* [Short task]
Return all of the entries exactly as written.

* [Exercise input]
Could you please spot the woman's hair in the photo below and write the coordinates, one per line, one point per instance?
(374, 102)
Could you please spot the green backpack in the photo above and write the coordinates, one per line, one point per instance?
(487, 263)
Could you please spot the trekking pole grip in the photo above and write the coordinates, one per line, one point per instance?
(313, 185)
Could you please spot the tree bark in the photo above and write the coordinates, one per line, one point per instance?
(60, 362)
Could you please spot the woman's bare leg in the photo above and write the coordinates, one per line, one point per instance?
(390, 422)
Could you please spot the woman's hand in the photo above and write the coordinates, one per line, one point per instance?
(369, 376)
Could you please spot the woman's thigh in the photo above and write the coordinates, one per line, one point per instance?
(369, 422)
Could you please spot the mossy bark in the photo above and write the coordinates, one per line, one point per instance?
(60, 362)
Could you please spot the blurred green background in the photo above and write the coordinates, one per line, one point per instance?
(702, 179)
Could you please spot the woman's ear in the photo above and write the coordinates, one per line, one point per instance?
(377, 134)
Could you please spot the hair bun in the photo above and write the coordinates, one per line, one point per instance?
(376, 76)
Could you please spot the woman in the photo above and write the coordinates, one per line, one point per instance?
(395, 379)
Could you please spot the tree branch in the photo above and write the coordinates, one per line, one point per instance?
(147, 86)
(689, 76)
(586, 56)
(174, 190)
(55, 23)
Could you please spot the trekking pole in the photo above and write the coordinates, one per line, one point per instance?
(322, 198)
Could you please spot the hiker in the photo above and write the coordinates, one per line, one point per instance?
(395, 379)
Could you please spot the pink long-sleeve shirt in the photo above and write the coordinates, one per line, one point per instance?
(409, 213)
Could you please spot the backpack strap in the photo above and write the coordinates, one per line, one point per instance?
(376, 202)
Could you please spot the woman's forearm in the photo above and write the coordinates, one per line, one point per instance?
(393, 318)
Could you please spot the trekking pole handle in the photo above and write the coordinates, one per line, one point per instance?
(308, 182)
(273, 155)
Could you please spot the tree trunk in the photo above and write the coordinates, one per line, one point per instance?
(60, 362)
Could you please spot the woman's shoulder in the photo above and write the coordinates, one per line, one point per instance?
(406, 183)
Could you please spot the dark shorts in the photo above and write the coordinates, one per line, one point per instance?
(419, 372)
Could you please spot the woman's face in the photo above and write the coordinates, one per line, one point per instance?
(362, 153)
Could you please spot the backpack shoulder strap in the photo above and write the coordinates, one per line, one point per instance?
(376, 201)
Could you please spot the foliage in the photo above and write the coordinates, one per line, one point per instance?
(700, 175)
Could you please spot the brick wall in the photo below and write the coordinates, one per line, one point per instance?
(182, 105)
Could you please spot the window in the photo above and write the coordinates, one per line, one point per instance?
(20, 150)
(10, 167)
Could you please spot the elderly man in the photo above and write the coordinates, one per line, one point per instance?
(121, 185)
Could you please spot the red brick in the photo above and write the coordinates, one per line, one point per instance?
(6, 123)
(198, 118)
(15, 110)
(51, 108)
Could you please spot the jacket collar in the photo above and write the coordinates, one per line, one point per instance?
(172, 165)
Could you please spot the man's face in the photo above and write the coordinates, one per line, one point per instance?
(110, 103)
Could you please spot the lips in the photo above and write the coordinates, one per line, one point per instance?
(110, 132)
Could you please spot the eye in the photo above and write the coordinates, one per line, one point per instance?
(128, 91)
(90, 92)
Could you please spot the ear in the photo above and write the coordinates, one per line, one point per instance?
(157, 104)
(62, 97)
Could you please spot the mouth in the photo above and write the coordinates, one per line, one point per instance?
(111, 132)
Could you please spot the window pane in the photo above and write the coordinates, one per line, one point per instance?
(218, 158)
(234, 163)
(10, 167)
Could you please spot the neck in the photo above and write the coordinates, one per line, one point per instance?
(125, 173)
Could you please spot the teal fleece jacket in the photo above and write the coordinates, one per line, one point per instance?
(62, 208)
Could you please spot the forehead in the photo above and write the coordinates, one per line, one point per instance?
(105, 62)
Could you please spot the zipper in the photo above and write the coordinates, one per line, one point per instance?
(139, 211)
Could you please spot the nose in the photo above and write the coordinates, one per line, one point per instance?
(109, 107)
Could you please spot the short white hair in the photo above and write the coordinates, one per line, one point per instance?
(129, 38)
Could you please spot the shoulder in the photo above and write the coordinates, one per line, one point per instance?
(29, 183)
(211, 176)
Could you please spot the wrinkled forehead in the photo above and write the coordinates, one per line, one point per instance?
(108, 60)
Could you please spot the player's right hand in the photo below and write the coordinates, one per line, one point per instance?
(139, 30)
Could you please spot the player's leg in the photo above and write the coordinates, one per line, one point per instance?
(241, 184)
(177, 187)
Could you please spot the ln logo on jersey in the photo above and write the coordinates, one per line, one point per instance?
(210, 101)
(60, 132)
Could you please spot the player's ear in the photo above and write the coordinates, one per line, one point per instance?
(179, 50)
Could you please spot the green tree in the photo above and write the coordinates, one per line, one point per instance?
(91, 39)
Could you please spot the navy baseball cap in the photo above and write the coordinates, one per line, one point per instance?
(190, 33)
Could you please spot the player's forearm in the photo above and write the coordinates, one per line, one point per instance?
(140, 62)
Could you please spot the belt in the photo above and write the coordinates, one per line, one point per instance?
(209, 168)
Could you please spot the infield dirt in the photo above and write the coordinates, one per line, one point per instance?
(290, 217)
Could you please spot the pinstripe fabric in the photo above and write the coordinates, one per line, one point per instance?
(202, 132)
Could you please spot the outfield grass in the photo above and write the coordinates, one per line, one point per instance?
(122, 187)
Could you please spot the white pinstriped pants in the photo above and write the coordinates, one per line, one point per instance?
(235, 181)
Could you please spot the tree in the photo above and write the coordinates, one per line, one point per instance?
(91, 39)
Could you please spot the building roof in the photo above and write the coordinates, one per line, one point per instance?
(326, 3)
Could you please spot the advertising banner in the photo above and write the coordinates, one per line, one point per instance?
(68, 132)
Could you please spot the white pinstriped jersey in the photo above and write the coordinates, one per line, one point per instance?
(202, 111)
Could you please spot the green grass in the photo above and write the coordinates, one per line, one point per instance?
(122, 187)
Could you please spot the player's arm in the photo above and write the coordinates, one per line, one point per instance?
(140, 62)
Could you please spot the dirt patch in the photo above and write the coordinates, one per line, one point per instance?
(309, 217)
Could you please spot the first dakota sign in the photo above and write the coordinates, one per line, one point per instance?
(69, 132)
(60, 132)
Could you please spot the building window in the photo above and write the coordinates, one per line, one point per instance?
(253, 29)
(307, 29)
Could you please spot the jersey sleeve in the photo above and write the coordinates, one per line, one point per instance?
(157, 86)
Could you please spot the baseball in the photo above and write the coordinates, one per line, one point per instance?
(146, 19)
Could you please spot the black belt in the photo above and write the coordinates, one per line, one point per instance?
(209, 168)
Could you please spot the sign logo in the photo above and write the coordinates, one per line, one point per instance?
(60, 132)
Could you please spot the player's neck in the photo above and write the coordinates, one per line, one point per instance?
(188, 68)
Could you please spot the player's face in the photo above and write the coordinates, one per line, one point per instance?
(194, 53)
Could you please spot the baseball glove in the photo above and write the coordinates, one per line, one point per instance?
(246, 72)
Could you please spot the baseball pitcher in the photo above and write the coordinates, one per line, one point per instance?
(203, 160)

* [Output for this exercise]
Could you please spot the woman's hair in the photo below and write the coordinates, one per line, one point per instance?
(374, 102)
Could you please spot the green backpack in the photo above and write the coordinates, one per line, one point per instance?
(487, 263)
Could you please spot the trekking pole grip in the photo above and write the coordinates, one per line, one point per instance?
(313, 185)
Could you please spot the tree bark in the photo above and write the coordinates, one per line, one point per instance?
(60, 362)
Could you please spot the woman's bare leg in the photo above and write the coordinates, one per line, one point per instance?
(390, 422)
Could you please spot the woman's hand in the photo above and write the coordinates, one per line, one point per instance?
(369, 376)
Could you please spot the woman's thigh in the photo above and write the coordinates, one per line, one point per instance?
(369, 422)
Could you please spot the mossy bark in the photo above and write the coordinates, one per line, one point per instance?
(60, 362)
Could you please spot the blurred green background in the photo above and write the coordinates, one per line, one point per instance?
(702, 179)
Could you please spot the woman's ear in the photo above and write the coordinates, one per line, one point per instance?
(377, 134)
Could you please spot the hair bun in the photo above and write the coordinates, one per line, one point per instance?
(376, 76)
Could you please spot the woman in the photo above and write the coordinates, one per line, one point per instance?
(395, 379)
Could you please spot the tree branch in the photo above and write the coordinates, one per line, one point per instance?
(147, 86)
(689, 76)
(586, 56)
(174, 190)
(55, 23)
Could you please spot the trekking pole in the photo above and write the coordinates, one per line, one point per instance?
(322, 198)
Could you please spot the hiker in the photo above and write the coordinates, one per line, one point per instance?
(395, 379)
Could you please spot the pink long-sleeve shirt in the photo above and write the coordinates, one per line, one point per instance?
(409, 213)
Could you please spot the backpack strap in the photo above and write the coordinates, one per line, one point per instance?
(376, 202)
Could you please spot the woman's forearm in the photo above and write the coordinates, one per line, one point per instance?
(393, 318)
Could you please spot the trekking pole handle in the photo above and write the coordinates, one per line, one point per instance?
(308, 182)
(273, 155)
Could you please spot the tree trunk in the photo above and write the coordinates, one per line, one point per instance?
(60, 362)
Could you please spot the woman's shoulder in the photo above and write the coordinates, one per line, one point per instance?
(406, 183)
Could you please spot the dark shorts in the photo above and write the coordinates, one per line, one point per instance?
(419, 372)
Could you please spot the woman's face in the photo above and write the coordinates, one per line, one point per instance?
(362, 153)
Could you please spot the backpack shoulder strap in the photo above and write the coordinates, one per line, one point per instance?
(376, 201)
Could you please spot the foliage in the photo above and write the coordinates, one per line, one point per instance?
(700, 175)
Could you please spot the brick wall in the photo below and write the coordinates, one per line, one point per instance?
(182, 105)
Could you please spot the window in the photo above and write the coordinates, one per line, one point per instance?
(20, 150)
(10, 167)
Could you please spot the elderly man in the photo above and write the coordinates, one per line, one point per instance?
(121, 185)
Could you please spot the red brick in the photo above and write the coordinates, one per line, one point per instance?
(6, 123)
(198, 118)
(15, 110)
(51, 108)
Could you please spot the jacket collar in the photo above and write the coordinates, one per line, one point per instance?
(172, 165)
Could you please spot the man's face in the photo above and write the coordinates, one per line, one point per instance?
(110, 103)
Could you please spot the lips in the photo above and write the coordinates, one per line, one point per instance?
(110, 132)
Could you please spot the eye in the photo above and write the coordinates, one per line, one point per instance?
(128, 91)
(90, 92)
Could you please spot the ear in the photo above and write the coordinates, one per line, one point per instance?
(157, 104)
(62, 97)
Could you please spot the mouth in the photo above and write the coordinates, one per line, one point per instance?
(111, 132)
Could you please spot the window pane in the photo above and write the coordinates, one per line, one point per instance?
(218, 158)
(234, 163)
(10, 167)
Could you please spot the neck in the photo above and write the coordinates, one per line, one point per instance?
(125, 173)
Could you please spot the teal fleece jacket in the photo above and write the coordinates, one per line, one point per instance?
(62, 208)
Could you please spot the forehead in the photo above and write the coordinates, one per line, one point per instance?
(105, 62)
Could you please spot the zipper in the photo above and write the coordinates, one per line, one point per instance?
(139, 211)
Could you please spot the nose in the photo above and write the coordinates, one per line, one point per instance?
(109, 107)
Could you please spot the short white hair in the photo above and write the coordinates, one per line, one point per instance?
(129, 38)
Could you please spot the shoulder in the photo above and write the coordinates, one per line, one point per instance?
(29, 183)
(211, 176)
Could you please spot the wrinkled forehead in the photo above and write the coordinates, one per line, one point per instance?
(108, 60)
Could you please spot the player's right hand in the photo below and write the coordinates, one per line, one point per instance?
(139, 30)
Could you please spot the player's leg in the photo above and write the coordinates, one per line, one point per instance?
(241, 184)
(177, 187)
Could you please spot the ln logo on jersey in the photo above and write the coordinates, one per line, one point per instance?
(210, 101)
(60, 132)
Could you please spot the player's ear in the photo above and write the coordinates, one per line, one point per instance?
(179, 50)
Could you please spot the green tree in the photo above and write the coordinates, one per line, one point per instance?
(91, 39)
Could you please spot the navy baseball cap in the photo above and write the coordinates, one per line, one point per instance?
(190, 33)
Could you please spot the player's forearm in the photo above and write the coordinates, one per line, one point per instance?
(140, 62)
Could you please spot the belt in the photo above and write the coordinates, one per line, one point per instance?
(209, 168)
Could you please spot the infield dirt in the photo above and write the coordinates, one per line, one point per instance?
(290, 217)
Could you please spot the pinstripe fabric in the photo above and write the coordinates, one per line, one point per instance?
(202, 132)
Could you please spot the outfield grass in the photo above and write the coordinates, one per line, one point per instance?
(122, 187)
Could you please spot the white pinstriped pants in the photo above and write the coordinates, one per line, one point per instance?
(235, 181)
Could you please spot the tree in the photo above and write the coordinates, one per line, one point per instance?
(91, 39)
Could you please spot the building roof in the photo above and write the coordinates, one per line, one point per instance?
(326, 3)
Could you please spot the advertising banner in the photo above and write the coordinates, one per line, one point per instance?
(68, 132)
Could you please spot the white pinstriped jersey in the photo above and write the coordinates, one per line, one point per instance?
(202, 111)
Could you please spot the green grass in the photo above and write the coordinates, one per line, one point per instance?
(122, 187)
Could you please spot the player's arm in the photo above and write the coordinates, one per line, one point per instance?
(140, 62)
Could you please spot the dirt patch in the photo above and write the coordinates, one per line, one point per instance?
(309, 217)
Could you please spot the first dakota sign in the photo above and write the coordinates, one per line, one point per instance?
(69, 132)
(60, 132)
Could you please spot the building window in the photo above and write the coordinates, one per line, one point per instance?
(253, 29)
(307, 29)
Could you please spot the jersey sleeve in the photo above and write the coordinates, one per line, one point per instance?
(157, 86)
Could you please spot the baseball in the photo above and write the coordinates, one per line, one point per instance?
(146, 19)
Could you please spot the black belt in the photo above and write the coordinates, one per line, one point per instance?
(209, 168)
Could you please spot the sign logo in the photo above and write the coordinates, one per line, one point per instance?
(60, 132)
Could you please spot the player's neck in the photo above and write the coordinates, one per line, one point per instance?
(188, 68)
Could you please spot the player's face in the photo above and write the coordinates, one per line, one point per instance?
(194, 53)
Could you please spot the baseball glove in the photo above and write the coordinates, one per line, one point per instance?
(246, 72)
Could you please spot the baseball pitcher in the photo above and write the coordinates, one per line, one point per instance?
(203, 160)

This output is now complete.